**EXERCISE PASSAGE**
▽

66. Jahrestagung der Deutschen Gesellschaft für Medizinische Informatik, Biometrie und Epidemiologie e. V. (GMDS), 12. Jahreskongress der Technologie- und Methodenplattform für die vernetzte medizinische Forschung e. V. (TMF)

26. - 30.09.2021, online

Comparison of Two Text-based Search Algorithms in an Online Literature Database for Integrative Medicine – First Results

  • Sebastian Unger - Universität Witten/Herdecke, Witten, Germany
  • Thomas Ostermann - Universität Witten/Herdecke, Witten, Germany
  • Christa Raak - Universität Witten/Herdecke, Herdecke, Germany

Deutsche Gesellschaft für Medizinische Informatik, Biometrie und Epidemiologie. 66. Jahrestagung der Deutschen Gesellschaft für Medizinische Informatik, Biometrie und Epidemiologie e. V. (GMDS), 12. Jahreskongress der Technologie- und Methodenplattform für die vernetzte medizinische Forschung e.V. (TMF). sine loco [digital], 26.-30.09.2021. Düsseldorf: German Medical Science GMS Publishing House; 2021. DocAbstr. 65

doi: 10.3205/21gmds045, urn:nbn:de:0183-21gmds0459

Veröffentlicht: 24. September 2021

© 2021 Unger et al.

△

**RECORDS SHOWN**
▽

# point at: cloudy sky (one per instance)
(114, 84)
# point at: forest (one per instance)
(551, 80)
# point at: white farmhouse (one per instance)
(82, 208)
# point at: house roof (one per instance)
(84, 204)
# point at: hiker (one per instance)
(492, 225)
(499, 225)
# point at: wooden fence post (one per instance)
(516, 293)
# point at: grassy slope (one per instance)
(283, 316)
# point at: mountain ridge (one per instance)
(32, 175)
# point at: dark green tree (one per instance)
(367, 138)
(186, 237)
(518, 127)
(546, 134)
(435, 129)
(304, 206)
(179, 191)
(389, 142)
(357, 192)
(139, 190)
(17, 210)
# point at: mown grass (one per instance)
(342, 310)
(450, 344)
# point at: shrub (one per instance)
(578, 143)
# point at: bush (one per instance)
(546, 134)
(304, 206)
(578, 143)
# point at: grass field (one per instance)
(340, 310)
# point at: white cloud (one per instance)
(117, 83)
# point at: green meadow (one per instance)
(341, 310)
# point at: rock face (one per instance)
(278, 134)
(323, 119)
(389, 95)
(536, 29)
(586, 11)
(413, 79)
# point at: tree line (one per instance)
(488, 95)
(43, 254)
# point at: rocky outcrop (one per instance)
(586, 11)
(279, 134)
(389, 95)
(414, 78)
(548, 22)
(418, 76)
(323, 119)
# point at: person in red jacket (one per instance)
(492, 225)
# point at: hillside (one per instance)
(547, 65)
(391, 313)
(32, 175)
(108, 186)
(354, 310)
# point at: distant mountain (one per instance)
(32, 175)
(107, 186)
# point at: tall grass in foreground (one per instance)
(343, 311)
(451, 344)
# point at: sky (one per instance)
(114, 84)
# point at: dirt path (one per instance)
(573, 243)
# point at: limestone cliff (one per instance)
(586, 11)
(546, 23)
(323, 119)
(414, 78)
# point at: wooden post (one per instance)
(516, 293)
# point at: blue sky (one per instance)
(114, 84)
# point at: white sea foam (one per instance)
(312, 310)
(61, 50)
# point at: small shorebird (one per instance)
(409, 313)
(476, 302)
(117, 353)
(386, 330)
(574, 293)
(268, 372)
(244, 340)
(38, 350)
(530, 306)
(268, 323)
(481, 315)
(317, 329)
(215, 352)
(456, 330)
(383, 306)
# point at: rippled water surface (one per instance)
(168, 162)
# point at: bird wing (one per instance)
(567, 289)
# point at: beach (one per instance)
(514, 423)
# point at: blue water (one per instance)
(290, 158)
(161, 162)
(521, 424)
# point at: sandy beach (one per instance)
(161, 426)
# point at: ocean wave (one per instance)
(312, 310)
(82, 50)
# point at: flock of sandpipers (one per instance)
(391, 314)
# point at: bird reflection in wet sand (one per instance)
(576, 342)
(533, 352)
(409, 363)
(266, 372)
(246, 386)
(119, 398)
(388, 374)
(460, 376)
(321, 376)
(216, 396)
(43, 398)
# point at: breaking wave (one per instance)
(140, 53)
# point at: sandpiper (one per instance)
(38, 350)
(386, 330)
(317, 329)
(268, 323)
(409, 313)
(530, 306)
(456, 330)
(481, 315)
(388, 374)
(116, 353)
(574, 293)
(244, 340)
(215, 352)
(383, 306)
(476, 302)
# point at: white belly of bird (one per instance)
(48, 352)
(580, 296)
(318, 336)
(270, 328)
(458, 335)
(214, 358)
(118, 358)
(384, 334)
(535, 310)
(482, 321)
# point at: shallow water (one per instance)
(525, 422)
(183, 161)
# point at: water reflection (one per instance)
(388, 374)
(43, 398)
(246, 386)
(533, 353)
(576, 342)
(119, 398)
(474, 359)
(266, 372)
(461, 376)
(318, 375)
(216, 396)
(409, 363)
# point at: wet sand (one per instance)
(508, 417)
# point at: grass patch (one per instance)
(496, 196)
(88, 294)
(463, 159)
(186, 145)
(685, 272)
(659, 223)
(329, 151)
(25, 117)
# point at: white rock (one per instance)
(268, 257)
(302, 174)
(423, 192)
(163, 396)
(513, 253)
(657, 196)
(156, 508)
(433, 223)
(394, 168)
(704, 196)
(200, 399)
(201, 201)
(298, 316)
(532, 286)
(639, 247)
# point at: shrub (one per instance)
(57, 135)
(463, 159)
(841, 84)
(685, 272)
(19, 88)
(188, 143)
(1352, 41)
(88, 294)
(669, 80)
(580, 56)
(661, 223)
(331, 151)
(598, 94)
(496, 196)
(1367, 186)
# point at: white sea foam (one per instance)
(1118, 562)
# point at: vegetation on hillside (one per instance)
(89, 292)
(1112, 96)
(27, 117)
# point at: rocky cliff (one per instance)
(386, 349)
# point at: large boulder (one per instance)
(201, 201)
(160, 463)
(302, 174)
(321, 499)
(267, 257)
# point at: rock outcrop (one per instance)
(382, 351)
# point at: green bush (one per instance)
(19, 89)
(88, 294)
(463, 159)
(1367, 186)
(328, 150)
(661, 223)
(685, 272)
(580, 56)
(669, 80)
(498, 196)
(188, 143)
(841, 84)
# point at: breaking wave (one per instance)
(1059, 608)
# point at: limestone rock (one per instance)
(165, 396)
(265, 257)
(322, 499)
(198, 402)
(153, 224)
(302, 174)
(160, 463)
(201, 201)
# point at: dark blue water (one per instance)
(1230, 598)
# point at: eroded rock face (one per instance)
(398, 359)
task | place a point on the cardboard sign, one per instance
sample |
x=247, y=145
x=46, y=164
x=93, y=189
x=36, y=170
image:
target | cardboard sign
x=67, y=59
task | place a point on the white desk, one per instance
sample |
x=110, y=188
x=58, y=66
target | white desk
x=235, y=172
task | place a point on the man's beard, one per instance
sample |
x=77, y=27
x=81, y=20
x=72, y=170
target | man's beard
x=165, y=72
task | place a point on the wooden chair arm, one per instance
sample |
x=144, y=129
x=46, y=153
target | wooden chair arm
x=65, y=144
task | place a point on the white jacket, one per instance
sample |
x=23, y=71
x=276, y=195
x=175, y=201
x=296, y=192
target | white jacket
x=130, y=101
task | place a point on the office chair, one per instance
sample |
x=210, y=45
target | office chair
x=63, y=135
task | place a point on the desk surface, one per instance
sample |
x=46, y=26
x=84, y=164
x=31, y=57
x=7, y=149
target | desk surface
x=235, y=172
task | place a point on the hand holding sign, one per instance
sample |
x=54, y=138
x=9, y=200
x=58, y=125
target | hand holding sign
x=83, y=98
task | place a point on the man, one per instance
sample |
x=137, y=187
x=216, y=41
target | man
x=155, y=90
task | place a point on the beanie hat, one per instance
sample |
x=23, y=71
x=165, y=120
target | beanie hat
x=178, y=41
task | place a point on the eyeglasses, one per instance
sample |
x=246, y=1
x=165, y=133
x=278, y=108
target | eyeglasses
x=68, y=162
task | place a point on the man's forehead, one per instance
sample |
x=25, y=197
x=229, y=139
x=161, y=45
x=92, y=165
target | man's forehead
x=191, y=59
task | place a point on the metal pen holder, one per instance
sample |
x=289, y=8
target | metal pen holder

△

**PROBLEM TO SOLVE**
Carry on the conference abstract above, the one comparing two text-based search algorithms in a literature database for integrative medicine, from the point after its final line.

**SOLVED EXERCISE**
Dieser Artikel ist ein Open-Access-Artikel und steht unter den Lizenzbedingungen der Creative Commons Attribution 4.0 License (Namensnennung). Lizenz-Angaben siehe



Introduction: Although there is a steady increase of scientific publications in the field of integrative medicine, it is still difficult to get a valid overview of published evidence. Specialist libraries and bibliographical databases may therefore contribute as sources for an evidence base. The open accessible bibliographical database CAMbase (available at hosted by Witten/Herdecke University is one of such established databases in this field. To keep it alive and secure it for various network attacks, e.g., exploits based on discovered vulnerabilities, its underlying operating system (OS) need to be upgraded or even replaced regularly.

State of the Art: In 2020, CAMbase, which was installed on a 32-bit platform till then, was subject of a migration to a newer 64-bit OS, resulting in a variety of errors during search queries or when the search results were displayed. This is in accordance to published experiences but leads to a decrease in usability. As files were stored in binary format, a rework by the program code was no option.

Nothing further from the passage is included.